À FAIRE: D'après le texte ci-dessous sur le modèle coopératif, quel chiffre d'affaires Finacoop a-t-elle réalisé en 2019 ? Répondez en une phrase, s'il vous plaît.
━━━ TEXTE FOURNI
Gros plan sur le modèle coopératif (3°)

Gros plan sur le modèle coopératif (3°)

27.05.2020

Gestion d'entreprise

Les sociétés coopératives peuvent avoir recours à des experts-comptables et à des commissaires aux comptes. Voici le 3e volet de notre enquête : ces cabinets comptables qui choisissent le modèle coopératif pour cible et comme modèle organisationnel.

Nous l’avions interviewé en 2016. Mathieu Castaings, expert-comptable, a fondé Finacoop, la première société coopérative d’intérêt collectif (Scic) d’expertise comptable. Son objectif ? "Développer l’économie sociale et solidaire (ESS) et donc un réseau de conseils adapté aux besoins de ses organisations". Quatre ans plus tard, Finacoop compte 70 sociétaires : salariés (90% sont associés), clients, mais aussi avocats, acteurs de la finance participative et solidaire, du conseil en gouvernance partagée. Son portefeuille clients s’est étoffé (Finacoop Paris suit plus de 400 comptes) et la Scic a réalisé un chiffre d’affaires de 870 000 euros en 2019, dont 30 % de conseil. "Le champ de l’ESS a énormément besoin d’accompagnement. Contrairement aux idées reçues, il s’agit d’une clientèle à forte valeur ajoutée, car elle est fréquemment contrôlée par des financeurs, gérée collectivement par des dirigeants, parfois bénévoles, qui ont besoin de se rassurer sur la responsabilité. Elle revêt des problématiques complexes (juridiques, fiscales, financières, ...) et s’appuie donc sur l’expertise comptable et le conseil", explique Mathieu Castaings. Finacoop facture ses services au taux horaire de 75 € HT pour la tenue de la comptabilité, 90 € HT pour le conseil, taux horaire décidés en assemblée générale.
━━━━━━
━━━ ENREGISTREMENTS FOURNIS
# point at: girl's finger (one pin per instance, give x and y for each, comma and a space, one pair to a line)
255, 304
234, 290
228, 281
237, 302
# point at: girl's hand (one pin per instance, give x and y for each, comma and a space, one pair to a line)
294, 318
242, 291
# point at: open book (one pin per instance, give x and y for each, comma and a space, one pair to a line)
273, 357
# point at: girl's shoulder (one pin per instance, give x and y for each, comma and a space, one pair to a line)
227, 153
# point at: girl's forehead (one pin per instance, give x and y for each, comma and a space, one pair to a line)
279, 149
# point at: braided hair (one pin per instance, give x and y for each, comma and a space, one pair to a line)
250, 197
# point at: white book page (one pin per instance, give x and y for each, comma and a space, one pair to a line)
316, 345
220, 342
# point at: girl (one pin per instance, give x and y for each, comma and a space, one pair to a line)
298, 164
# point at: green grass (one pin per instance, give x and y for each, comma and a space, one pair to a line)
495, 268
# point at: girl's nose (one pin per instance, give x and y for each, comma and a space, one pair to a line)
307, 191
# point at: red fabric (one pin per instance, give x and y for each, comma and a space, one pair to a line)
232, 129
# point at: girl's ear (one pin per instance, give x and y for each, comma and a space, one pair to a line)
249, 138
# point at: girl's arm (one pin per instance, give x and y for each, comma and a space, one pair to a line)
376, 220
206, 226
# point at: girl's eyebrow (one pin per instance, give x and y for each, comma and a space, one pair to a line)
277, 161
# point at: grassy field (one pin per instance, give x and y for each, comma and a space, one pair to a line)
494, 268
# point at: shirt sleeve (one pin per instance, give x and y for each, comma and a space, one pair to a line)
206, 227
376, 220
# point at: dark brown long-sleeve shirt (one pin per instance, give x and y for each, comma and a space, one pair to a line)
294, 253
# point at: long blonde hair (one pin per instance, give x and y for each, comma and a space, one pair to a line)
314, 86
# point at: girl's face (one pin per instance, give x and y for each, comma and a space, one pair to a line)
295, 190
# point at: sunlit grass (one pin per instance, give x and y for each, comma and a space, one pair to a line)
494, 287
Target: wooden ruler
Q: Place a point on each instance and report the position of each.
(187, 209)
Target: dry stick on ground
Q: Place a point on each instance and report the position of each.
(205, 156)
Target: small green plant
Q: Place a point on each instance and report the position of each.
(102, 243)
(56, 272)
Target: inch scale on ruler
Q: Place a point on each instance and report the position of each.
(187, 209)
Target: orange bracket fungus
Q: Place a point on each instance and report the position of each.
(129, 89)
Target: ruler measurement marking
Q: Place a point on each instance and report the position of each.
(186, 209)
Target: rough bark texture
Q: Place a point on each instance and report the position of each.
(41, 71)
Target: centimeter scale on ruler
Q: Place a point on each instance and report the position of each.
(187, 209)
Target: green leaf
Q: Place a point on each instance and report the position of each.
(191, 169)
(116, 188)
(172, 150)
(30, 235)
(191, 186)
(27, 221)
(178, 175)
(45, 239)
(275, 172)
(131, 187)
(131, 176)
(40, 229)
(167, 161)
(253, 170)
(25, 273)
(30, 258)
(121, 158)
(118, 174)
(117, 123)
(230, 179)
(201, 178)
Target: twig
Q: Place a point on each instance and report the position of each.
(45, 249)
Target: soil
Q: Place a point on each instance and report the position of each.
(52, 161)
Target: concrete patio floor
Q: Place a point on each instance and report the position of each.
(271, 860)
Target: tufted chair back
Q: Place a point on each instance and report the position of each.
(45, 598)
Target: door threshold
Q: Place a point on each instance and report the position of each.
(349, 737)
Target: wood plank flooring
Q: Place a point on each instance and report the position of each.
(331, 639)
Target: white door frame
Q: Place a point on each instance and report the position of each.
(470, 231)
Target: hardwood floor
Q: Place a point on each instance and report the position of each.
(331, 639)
━━━━━━
RÉPONSE ATTENDUE: Finacoop a réalisé un chiffre d'affaires de 870 000 euros en 2019.